STATED GOAL:
Copy every line of the listing below without changing anything.

INPUT FOR THIS TASK:

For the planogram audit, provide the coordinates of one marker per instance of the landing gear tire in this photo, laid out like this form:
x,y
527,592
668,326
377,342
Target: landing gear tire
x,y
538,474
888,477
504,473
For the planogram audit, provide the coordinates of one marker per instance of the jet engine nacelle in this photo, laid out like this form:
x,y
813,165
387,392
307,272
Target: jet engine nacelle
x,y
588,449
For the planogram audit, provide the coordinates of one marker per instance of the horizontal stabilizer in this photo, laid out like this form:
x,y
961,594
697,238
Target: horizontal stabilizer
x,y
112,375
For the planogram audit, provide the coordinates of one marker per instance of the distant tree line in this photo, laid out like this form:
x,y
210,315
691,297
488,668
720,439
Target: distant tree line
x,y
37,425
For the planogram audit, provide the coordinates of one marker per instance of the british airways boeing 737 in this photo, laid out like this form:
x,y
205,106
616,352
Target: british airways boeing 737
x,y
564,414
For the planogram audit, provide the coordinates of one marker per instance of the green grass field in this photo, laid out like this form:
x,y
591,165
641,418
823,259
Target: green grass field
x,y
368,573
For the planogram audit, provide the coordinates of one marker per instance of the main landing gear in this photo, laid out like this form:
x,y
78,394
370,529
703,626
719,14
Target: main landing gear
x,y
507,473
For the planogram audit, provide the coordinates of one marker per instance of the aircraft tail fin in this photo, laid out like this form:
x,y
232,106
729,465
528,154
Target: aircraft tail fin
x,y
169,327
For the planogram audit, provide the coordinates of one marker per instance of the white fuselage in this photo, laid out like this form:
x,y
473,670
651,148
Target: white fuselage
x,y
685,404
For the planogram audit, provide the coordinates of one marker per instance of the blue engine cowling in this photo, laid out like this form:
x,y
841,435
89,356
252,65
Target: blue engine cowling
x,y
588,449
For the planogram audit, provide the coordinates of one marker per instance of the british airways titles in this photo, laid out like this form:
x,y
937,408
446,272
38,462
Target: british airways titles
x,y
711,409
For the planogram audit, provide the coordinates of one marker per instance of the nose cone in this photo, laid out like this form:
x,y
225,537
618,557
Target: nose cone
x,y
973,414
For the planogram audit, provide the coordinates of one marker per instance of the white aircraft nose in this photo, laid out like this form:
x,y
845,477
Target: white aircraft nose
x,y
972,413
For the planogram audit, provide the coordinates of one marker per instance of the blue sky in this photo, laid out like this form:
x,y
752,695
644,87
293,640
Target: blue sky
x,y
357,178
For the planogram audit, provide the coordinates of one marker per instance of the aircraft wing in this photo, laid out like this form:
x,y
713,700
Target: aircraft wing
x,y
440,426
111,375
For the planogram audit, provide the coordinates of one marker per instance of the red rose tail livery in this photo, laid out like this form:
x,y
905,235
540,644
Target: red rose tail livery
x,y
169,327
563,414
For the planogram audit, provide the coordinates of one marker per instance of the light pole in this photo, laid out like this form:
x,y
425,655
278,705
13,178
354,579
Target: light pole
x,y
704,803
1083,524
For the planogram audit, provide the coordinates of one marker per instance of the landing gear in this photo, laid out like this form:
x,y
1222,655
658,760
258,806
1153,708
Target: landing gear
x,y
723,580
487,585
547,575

RESPONSE TO THE EXERCISE:
For the planogram audit, provide the coordinates of one marker per instance of the landing gear tire in this photo, laid out like this form:
x,y
527,592
668,326
377,342
Target: landing gear tire
x,y
538,474
888,477
504,473
For the planogram audit, provide the coordinates of one marker per instance of the jet engine nacelle in this photo, laid out like this form:
x,y
813,165
387,392
307,272
Target: jet engine nacelle
x,y
588,449
For the planogram audit, provide the coordinates of one marker per instance of the horizontal stabilizer in this photo, laid out like this form:
x,y
961,594
697,238
Target: horizontal stabilizer
x,y
112,375
For the planogram audit, provide the coordinates of one marker per instance of the distant tree line in this photo, laid out like this form:
x,y
210,315
691,297
488,668
720,439
Target: distant tree line
x,y
37,425
For the planogram audit, provide the coordinates of one marker per instance of the british airways boeing 737 in this photo, laid out like this form:
x,y
205,106
616,352
Target: british airways boeing 737
x,y
564,414
For the planogram audit, provide the coordinates of one marker per instance of the green grass field in this photo, laid out like this form:
x,y
591,165
641,418
823,259
Target: green grass field
x,y
368,573
For the planogram audit, provide the coordinates of one marker per instance of the main landing gear in this photo, laid out like this form:
x,y
78,394
370,529
703,626
719,14
Target: main landing gear
x,y
507,473
For the planogram audit, provide the coordinates of one marker per instance of the aircraft tail fin in this photo, laid out like this form:
x,y
232,106
729,465
528,154
Target: aircraft tail fin
x,y
169,327
For the planogram audit, provide the coordinates of one marker per instance of the white fuselage in this photo, laid out like this form:
x,y
473,670
651,148
Target: white fuselage
x,y
685,404
For the planogram audit, provide the coordinates of one marker per instance of the blue engine cowling in this photo, laid out like this form:
x,y
841,435
89,356
252,65
Target: blue engine cowling
x,y
588,449
For the planogram audit, provide the coordinates of one marker per instance of the british airways titles in this photo, laid out like this form:
x,y
937,408
446,272
38,462
Target: british airways titles
x,y
711,409
For the planogram audit, provide the coordinates of one marker per instance of the nose cone in this photo, laid out like this form:
x,y
225,537
618,557
Target: nose cone
x,y
973,414
For the planogram audit, provide the coordinates of one marker per instance of the white aircraft nose in this photo, laid out like this form:
x,y
845,477
Target: white aircraft nose
x,y
972,413
For the planogram audit, provide the coordinates of one marker per instance of the blue sky in this photo, laid out like this form:
x,y
752,695
644,87
293,640
Target: blue sky
x,y
357,178
For the planogram audit, provide the coordinates of one marker per instance of the aircraft wing in this photo, laid out like this form:
x,y
713,700
Target: aircraft wing
x,y
440,426
111,375
For the planogram audit, provide the coordinates of one marker per instance of the red rose tail livery in this photo, laid out like this form:
x,y
905,235
540,644
Target: red rose tail livery
x,y
169,327
563,414
For the planogram audit, provide the coordinates of one marker per instance of the light pole in this photo, laid out like this form:
x,y
425,655
278,705
13,178
354,579
Target: light pole
x,y
704,803
1083,524
For the planogram audit, provide the coordinates of one marker per instance of the landing gear in this photo, laid out like this form:
x,y
1222,655
658,760
258,806
1153,708
Target: landing gear
x,y
723,580
487,585
547,575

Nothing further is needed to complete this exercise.